--- TEXT SHOWN ---

I'm still reading, but I wanted to come back and say thanks for the post/links. This is great stuff.
posted by dejah420 at 6:06 PM on December 5, 2008

Great article.

I thought about my hometown, its urban "renaissance."

I thought about the playgrounds we are creating for the well-to-do, playgrounds that will soon require (and indeed, it's already happening) an increased "police presence," increased security.

I thought about the neighborhoods in close proximity, where hundreds of out-of-work young men are easy marks for gangs, for a sense of belonging.

I thought about the hundreds of boarded-up houses in those neighborhoods, and I thought about the local technical community college, how it does not have a building rehab program.

I thought about how, with a push here, and a nudge there, all of this might somehow work.

I thought that walls are everywhere, and in this, my hometown and Kabul are not so far apart.
posted by halcyon_daze at 6:24 PM on December 5, 2008 [1 favorite]

This was truly fabulous stuff. It kinda follows the thinking of Malcolm Gladwell, and Steven D. Levitt and Stephen J. Dubner. Great!
posted by photomusic86 at 7:05 PM on December 5, 2008

"... might be a laboratory of toxic urbanity." Shouldn't that be urban toxicity? Just askin.
posted by SeeAych4 at 8:01 PM on December 5, 2008

Thanks for the interesting read.
posted by acro at 8:20 PM on December 5, 2008

In this same vein, Broken Windows Theory has gained a bit more support lately.
posted by Grimp0teuthis at 9:02 PM on December 5, 2008

This is a wonderful article that I'll read a number of times. This is an unusual thing to say about something in the Walrus. Along with affirming Debord, it also plays well with some of Mies' ideas.

SeeAych4: 'Urban toxicity' could refer to any sort of toxic phenomenon occurring in an urban setting, while 'toxic urbanity' specifically refers a mode of urban existence that is toxic.
posted by goldfinches at 9:15 PM on December 5, 2008

Great article. Thanks.
posted by evil_esto at 9:27 PM on December 5, 2008

These are exactly the kinds of solution we need to the "war on terror" if "victory" is to mean anything except all the bad guys being dead.

--- EXTRACTED DATA ---

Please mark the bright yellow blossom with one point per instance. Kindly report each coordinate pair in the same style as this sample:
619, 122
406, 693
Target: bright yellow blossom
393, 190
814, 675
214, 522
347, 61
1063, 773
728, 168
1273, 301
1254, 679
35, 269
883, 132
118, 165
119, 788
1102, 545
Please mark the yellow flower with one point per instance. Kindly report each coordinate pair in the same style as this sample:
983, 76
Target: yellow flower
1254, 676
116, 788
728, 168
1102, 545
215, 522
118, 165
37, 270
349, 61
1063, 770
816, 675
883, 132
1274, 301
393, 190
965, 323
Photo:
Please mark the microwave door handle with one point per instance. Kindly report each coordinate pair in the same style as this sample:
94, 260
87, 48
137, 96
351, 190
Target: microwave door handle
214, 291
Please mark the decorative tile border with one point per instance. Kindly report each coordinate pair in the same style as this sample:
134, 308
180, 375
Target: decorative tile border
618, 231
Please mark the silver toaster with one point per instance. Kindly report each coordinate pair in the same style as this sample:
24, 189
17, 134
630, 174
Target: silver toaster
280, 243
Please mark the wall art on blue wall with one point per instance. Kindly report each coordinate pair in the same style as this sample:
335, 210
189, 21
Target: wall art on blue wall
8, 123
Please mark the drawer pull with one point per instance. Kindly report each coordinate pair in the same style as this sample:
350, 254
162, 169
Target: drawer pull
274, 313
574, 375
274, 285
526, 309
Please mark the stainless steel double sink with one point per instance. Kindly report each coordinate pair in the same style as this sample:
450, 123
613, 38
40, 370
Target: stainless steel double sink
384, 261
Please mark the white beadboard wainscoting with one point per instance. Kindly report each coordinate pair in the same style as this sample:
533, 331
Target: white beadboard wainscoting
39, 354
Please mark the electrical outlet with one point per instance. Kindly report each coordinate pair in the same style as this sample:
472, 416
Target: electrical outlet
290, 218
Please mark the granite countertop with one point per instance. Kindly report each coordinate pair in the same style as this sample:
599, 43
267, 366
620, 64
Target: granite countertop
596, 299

---

# COMPLETE THE FOLLOWING
• a. Duplicate the passage of the comment thread starting with "I thought about my" and going on through "so far apart.".
• b. In the comment thread, what program does halcyon_daze say the local technical community college does not have?
• c. Resume the comment thread after its final sentence.

# ANSWERS TO THE TASKS
• a.
I thought about my hometown, its urban "renaissance."

I thought about the playgrounds we are creating for the well-to-do, playgrounds that will soon require (and indeed, it's already happening) an increased "police presence," increased security.

I thought about the neighborhoods in close proximity, where hundreds of out-of-work young men are easy marks for gangs, for a sense of belonging.

I thought about the hundreds of boarded-up houses in those neighborhoods, and I thought about the local technical community college, how it does not have a building rehab program.

I thought about how, with a push here, and a nudge there, all of this might somehow work.

I thought that walls are everywhere, and in this, my hometown and Kabul are not so far apart.

• b. A building rehab program.

• c.
posted by kaspen at 9:57 PM on December 5, 2008

This reminds me a bit of how my university is working on gentrifying our neighborhood here. TU is located on the edge of the bad part of town, and to the immediate west of campus is a fairly low-income neighborhood. TU's response to that has been to build imposing black metal fences around everything on campus, making it impossible to take shortcuts anywhere, sometimes even on-campus. It gives everything a very stifled, compound feel, like we are in a war zone or something. They also make a habit of building multiple vehicle and pedestrian exits for a parking lot, but usually close the most convenient ones after a few months of allowing us to get used to them.

They also installed a weird PA system all over campus "for emergencies," but that only gets used to wake me up every Wednesday to run a repetitive test of the system.

I guess what I am saying is that I am experiencing the ultra-first-world fuck-the-underprivileged version of this kind of thing here in Oklahoma.
posted by aliceinreality at 11:35 PM on December 5, 2008

This is exactly why we need, as part of an Obama New Deal, a government-funded series of work projects aimed at cleaning up neighborhoods and cities. We just lost 1million + jobs this year? Put those people to work picking up trash, planting trees, painting walls, renovating buildings, fixing broken windows, cleaning public transportation, building low-income homes, building playgrounds, cleaning public parks, whatever. Pay them a living wage, give them government employee healthcare, and fully funded educations at local community colleges and/or heavily discounted educations at state universities. Raise the money through higher corporate taxes, financial disincentives for outsourcing, stiff penalties for any and all labor, environmental, or other business-related shenannigins, and, of course, the money we'll save when we get the fuck out of Iraq.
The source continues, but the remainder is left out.